(Dataset entries)
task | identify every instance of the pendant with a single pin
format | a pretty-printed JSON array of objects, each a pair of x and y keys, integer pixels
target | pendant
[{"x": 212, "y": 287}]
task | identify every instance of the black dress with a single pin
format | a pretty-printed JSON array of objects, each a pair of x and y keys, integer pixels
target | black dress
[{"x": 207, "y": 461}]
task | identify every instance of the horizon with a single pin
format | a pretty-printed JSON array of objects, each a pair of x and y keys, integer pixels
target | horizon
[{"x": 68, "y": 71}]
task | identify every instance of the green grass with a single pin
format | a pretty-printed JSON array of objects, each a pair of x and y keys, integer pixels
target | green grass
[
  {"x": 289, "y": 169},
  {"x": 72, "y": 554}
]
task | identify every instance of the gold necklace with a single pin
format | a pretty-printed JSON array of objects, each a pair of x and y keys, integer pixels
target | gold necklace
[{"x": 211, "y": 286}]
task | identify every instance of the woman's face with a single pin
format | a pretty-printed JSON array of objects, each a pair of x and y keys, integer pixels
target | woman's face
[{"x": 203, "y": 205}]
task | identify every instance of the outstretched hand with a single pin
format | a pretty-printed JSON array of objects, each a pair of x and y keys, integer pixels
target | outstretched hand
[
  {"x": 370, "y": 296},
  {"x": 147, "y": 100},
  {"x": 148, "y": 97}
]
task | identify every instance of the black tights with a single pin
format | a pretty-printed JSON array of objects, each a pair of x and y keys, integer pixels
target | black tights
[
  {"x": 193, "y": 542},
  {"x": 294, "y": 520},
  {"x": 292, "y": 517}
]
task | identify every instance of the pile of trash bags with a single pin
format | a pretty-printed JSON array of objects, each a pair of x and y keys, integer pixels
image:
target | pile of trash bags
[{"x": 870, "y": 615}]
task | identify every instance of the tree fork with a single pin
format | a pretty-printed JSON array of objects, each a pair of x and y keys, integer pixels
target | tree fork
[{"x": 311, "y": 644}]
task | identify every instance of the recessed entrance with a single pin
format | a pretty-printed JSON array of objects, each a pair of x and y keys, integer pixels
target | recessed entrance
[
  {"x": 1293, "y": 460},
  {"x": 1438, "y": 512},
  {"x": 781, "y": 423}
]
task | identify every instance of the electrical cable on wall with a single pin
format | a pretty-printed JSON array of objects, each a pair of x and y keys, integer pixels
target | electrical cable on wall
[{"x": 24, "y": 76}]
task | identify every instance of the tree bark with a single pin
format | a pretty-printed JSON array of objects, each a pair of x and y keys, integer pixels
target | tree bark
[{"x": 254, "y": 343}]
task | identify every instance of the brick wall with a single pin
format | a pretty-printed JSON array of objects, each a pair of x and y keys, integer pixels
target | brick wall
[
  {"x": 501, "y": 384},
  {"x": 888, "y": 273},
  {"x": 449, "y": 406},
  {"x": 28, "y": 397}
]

■ **EXERCISE PROMPT**
Please set down each line of the records exactly as given.

■ **EXERCISE ANSWER**
task | identify every instance of the pendant with a single pin
format | a pretty-printed JSON array of objects, each a pair of x and y keys, integer pixels
target | pendant
[{"x": 212, "y": 287}]
task | identify every instance of the black dress with a single pin
format | a pretty-printed JSON array of objects, each a pair of x and y keys, integer pixels
target | black dress
[{"x": 207, "y": 461}]
task | identify every instance of the horizon with a single pin
format | a pretty-printed JSON array of objects, each a pair of x and y keys, integer pixels
target | horizon
[{"x": 68, "y": 71}]
task | identify every instance of the green grass with a single pin
format | a pretty-printed JSON array of objects, each a pair of x and y keys, integer pixels
target | green grass
[
  {"x": 289, "y": 169},
  {"x": 72, "y": 554}
]
task | identify every instance of the gold necklace with a single pin
format | a pretty-printed JSON array of objects, each a pair of x and y keys, integer pixels
target | gold necklace
[{"x": 211, "y": 286}]
task | identify every instance of the woman's face with a single pin
format | a pretty-printed JSON array of objects, each a pair of x and y keys, integer pixels
target | woman's face
[{"x": 203, "y": 205}]
task | identify every instance of the outstretched hand with a single pin
format | a pretty-printed JSON array of objects, each a pair of x and y keys, integer pixels
target | outstretched hand
[
  {"x": 370, "y": 296},
  {"x": 147, "y": 100},
  {"x": 148, "y": 97}
]
task | identify every instance of the black tights with a single pin
format | a pretty-printed JSON array of objects, each a pair of x and y keys, integer pixels
target | black tights
[
  {"x": 193, "y": 542},
  {"x": 294, "y": 520},
  {"x": 292, "y": 517}
]
task | identify every instance of the pile of trash bags with a single pin
format | a pretty-printed JSON array of objects, each a pair of x and y keys, integer pixels
image:
target | pile of trash bags
[{"x": 870, "y": 615}]
task | identify every instance of the tree fork with a single pin
format | a pretty-printed JSON array of objects, each a pair of x and y keys, integer pixels
target | tree fork
[{"x": 311, "y": 644}]
task | identify every instance of the recessed entrance with a single pin
format | a pretty-printed JSON array of objects, each a pair of x and y keys, integer pixels
target | recessed entrance
[
  {"x": 1293, "y": 460},
  {"x": 1438, "y": 512},
  {"x": 781, "y": 423}
]
task | identify every instance of the electrical cable on wall with a single pin
format | a pretty-printed JSON array of objects, each a pair of x and y keys, integer pixels
target | electrical cable on wall
[{"x": 24, "y": 76}]
task | identify every instance of the tree bark with a single pin
format | a pretty-printed JSON array of objects, each a pair of x and y keys, integer pixels
target | tree bark
[{"x": 254, "y": 343}]
task | identify every instance of the brick wall with a single pin
format | a pretty-printed JSON array of objects, each a pair of x and y keys, integer pixels
target | brick wall
[
  {"x": 501, "y": 384},
  {"x": 888, "y": 273},
  {"x": 449, "y": 406},
  {"x": 28, "y": 397}
]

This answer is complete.